# The problem
Pull out each line in the records below that contains the word "fruit", treating uppercase and lowercase as different.

# Entries provided
[Start]

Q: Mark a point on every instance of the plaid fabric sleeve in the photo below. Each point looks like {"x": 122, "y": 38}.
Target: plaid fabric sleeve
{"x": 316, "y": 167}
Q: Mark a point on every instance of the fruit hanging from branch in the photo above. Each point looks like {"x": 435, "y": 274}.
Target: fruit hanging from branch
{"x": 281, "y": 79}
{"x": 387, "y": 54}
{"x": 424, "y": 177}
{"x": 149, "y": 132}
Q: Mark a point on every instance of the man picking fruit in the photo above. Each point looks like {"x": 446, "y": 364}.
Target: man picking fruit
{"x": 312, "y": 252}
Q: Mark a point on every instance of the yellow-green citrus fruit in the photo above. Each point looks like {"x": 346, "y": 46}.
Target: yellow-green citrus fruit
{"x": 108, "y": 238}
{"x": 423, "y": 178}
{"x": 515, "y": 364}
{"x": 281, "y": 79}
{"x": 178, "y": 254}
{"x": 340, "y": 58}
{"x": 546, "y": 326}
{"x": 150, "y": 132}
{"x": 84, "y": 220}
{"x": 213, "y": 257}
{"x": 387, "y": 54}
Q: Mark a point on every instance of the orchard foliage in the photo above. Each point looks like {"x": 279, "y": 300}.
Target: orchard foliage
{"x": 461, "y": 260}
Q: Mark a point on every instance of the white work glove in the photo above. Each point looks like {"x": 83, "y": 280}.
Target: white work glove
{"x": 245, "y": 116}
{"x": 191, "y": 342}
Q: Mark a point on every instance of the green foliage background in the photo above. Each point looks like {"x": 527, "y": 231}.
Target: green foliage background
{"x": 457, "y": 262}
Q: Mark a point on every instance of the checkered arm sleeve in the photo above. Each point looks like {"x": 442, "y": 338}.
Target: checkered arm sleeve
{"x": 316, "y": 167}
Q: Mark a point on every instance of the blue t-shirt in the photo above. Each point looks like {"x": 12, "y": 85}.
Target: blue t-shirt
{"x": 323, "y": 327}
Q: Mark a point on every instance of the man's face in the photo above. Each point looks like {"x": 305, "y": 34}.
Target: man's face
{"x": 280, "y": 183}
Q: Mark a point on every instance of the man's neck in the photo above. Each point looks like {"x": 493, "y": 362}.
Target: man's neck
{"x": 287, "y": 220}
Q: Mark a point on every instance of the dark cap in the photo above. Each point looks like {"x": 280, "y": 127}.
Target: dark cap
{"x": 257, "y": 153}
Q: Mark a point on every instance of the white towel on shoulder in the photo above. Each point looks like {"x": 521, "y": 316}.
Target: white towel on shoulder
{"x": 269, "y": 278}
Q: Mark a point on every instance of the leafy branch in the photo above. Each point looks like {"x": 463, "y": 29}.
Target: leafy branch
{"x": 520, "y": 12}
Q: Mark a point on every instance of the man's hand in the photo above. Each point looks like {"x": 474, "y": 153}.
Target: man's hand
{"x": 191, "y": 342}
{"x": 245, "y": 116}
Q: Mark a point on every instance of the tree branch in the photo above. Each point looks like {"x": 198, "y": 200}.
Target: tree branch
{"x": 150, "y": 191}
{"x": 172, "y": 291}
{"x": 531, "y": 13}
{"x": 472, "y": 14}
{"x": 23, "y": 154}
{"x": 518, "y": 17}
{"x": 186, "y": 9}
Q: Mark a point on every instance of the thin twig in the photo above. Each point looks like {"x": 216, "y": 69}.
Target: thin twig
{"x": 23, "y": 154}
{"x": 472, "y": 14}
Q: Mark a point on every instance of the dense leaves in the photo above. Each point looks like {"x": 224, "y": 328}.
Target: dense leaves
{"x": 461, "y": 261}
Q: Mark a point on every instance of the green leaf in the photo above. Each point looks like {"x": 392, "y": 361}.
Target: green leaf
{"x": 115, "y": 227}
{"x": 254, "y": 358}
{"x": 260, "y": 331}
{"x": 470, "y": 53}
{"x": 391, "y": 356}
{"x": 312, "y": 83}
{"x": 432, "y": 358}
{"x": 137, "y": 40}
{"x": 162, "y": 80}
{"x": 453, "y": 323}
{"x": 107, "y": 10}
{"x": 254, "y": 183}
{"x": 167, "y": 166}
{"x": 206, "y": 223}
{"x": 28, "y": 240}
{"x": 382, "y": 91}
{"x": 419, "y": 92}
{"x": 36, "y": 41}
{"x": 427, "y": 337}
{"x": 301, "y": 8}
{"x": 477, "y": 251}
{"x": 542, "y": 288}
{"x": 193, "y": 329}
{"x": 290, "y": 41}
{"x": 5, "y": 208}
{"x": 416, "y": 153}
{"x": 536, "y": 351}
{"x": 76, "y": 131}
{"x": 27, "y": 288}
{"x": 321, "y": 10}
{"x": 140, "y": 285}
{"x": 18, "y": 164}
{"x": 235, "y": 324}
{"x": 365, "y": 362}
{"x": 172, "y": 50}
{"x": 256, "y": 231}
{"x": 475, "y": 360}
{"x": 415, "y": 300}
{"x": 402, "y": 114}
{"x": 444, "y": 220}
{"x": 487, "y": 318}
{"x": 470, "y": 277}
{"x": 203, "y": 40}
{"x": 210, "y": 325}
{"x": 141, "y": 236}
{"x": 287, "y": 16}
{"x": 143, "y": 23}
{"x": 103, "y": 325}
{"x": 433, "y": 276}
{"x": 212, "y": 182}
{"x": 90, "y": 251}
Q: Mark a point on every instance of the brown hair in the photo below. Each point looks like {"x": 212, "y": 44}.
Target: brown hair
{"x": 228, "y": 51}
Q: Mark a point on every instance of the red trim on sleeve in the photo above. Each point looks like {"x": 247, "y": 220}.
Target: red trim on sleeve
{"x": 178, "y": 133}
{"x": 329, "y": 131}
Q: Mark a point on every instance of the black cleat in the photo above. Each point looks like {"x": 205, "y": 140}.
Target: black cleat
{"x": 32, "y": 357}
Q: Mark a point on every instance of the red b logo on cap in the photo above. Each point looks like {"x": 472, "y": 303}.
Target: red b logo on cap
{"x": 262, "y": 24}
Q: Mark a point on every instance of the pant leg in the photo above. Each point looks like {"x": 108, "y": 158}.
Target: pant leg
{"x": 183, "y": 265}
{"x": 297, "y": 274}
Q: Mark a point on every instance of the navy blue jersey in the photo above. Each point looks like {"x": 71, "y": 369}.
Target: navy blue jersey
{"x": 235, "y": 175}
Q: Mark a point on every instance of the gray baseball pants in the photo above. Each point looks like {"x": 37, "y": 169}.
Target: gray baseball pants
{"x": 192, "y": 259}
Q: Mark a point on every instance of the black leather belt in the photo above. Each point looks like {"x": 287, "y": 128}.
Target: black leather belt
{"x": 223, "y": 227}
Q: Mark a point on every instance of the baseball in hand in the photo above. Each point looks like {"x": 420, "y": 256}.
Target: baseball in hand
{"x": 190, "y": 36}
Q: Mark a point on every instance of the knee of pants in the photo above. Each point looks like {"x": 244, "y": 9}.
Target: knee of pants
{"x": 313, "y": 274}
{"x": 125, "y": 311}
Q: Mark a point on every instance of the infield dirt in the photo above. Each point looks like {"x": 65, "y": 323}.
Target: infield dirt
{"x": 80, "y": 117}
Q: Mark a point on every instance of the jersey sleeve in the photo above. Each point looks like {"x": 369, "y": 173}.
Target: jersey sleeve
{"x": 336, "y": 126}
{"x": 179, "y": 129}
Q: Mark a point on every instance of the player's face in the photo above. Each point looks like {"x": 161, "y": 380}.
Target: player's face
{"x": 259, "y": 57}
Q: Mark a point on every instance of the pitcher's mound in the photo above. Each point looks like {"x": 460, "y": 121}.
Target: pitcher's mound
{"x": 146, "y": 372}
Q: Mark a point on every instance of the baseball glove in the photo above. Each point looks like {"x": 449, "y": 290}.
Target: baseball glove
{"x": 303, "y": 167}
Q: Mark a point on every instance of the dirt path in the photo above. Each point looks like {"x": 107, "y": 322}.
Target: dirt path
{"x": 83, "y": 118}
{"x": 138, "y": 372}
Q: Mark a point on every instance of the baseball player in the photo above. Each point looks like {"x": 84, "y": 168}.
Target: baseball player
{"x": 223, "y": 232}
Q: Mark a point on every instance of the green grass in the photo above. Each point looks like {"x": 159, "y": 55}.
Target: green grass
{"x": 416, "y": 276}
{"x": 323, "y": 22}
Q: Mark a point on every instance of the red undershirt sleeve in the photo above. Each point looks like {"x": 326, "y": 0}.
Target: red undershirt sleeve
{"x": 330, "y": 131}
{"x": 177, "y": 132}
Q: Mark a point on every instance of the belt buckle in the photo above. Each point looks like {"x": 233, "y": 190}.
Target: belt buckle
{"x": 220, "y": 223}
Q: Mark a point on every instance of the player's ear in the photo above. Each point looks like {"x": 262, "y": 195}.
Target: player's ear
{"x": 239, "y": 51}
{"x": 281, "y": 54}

[End]
[Start]

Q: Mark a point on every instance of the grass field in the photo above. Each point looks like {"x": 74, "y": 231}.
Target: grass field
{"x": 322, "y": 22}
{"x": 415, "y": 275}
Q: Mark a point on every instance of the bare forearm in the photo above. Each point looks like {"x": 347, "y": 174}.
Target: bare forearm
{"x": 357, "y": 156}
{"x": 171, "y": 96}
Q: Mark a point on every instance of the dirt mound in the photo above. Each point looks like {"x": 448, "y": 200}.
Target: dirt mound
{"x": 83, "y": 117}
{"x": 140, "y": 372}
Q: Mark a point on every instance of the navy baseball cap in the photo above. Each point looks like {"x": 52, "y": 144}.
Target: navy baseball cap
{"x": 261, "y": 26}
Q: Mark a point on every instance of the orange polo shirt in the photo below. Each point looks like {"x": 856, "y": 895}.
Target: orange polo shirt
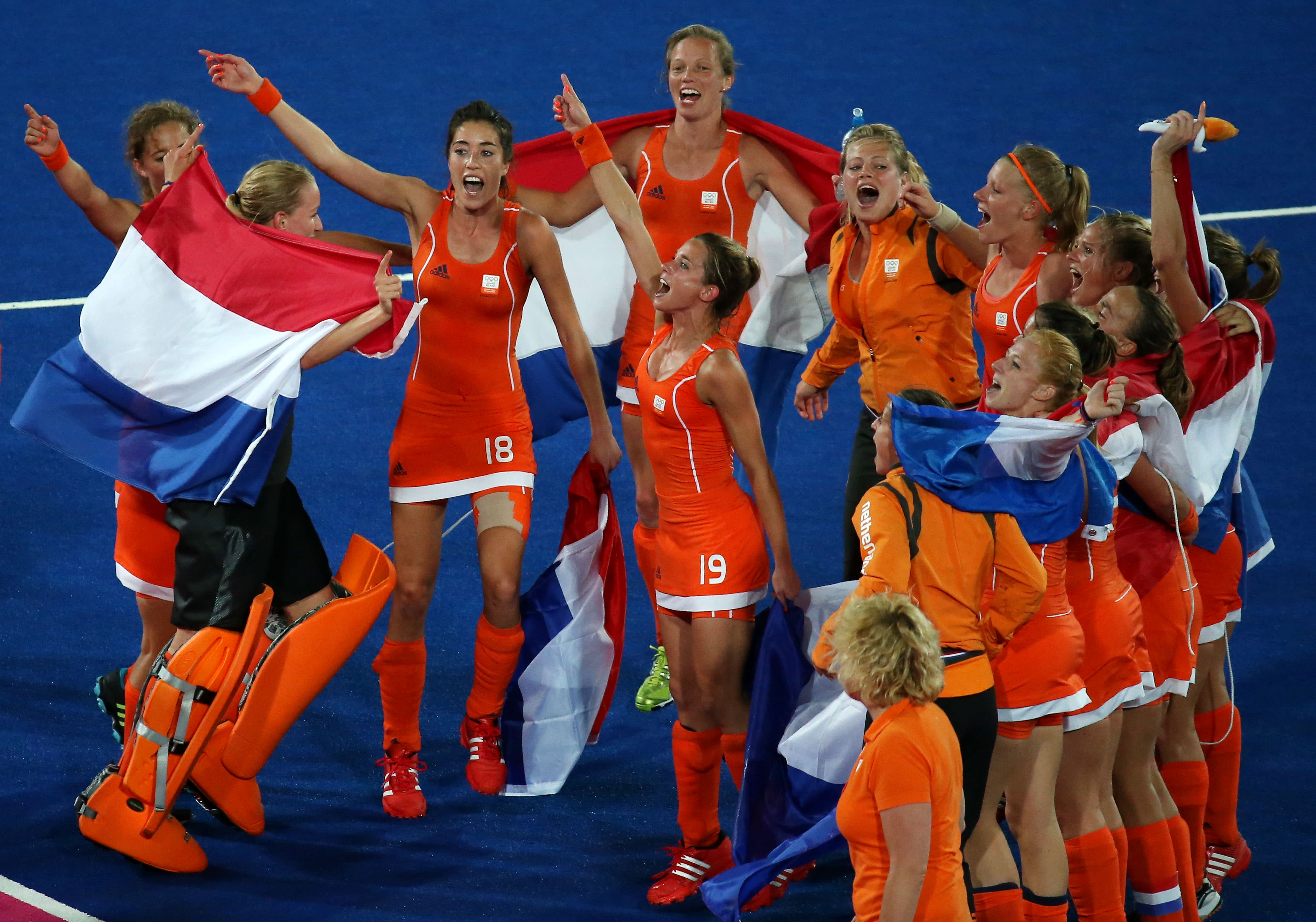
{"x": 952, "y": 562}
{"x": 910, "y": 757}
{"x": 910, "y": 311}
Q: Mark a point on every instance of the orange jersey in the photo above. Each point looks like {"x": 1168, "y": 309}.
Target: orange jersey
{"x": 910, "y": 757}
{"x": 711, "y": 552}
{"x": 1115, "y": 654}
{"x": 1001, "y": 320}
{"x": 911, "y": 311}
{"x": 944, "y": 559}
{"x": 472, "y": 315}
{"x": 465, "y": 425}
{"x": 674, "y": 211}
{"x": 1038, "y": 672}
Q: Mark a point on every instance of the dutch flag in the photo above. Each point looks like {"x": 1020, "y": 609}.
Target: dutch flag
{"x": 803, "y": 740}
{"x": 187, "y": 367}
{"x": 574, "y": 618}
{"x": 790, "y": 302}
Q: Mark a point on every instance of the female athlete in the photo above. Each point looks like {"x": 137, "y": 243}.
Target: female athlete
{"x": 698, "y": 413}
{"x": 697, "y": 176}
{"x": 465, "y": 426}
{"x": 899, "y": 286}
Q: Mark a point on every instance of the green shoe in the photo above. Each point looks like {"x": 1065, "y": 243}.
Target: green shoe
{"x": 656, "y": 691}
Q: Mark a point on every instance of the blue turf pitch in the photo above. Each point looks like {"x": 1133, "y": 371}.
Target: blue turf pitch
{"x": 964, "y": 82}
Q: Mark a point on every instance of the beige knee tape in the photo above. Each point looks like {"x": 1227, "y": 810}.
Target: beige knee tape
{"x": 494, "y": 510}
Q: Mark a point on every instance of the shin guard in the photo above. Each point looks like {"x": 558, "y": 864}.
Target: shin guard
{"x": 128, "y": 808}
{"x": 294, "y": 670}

[End]

# Correct result
Q: Mark a point on every instance of the fruit hanging from branch in the photo above. Each point looks like {"x": 435, "y": 274}.
Target: fruit hanging from branch
Q: Mark a point on every instance of the man picking fruit in the photo above. Each point looks like {"x": 446, "y": 364}.
Target: man picking fruit
Q: Mark a point on every instance of the yellow-green citrus fruit in the photo above. Each point looks like {"x": 346, "y": 46}.
Target: yellow-green citrus fruit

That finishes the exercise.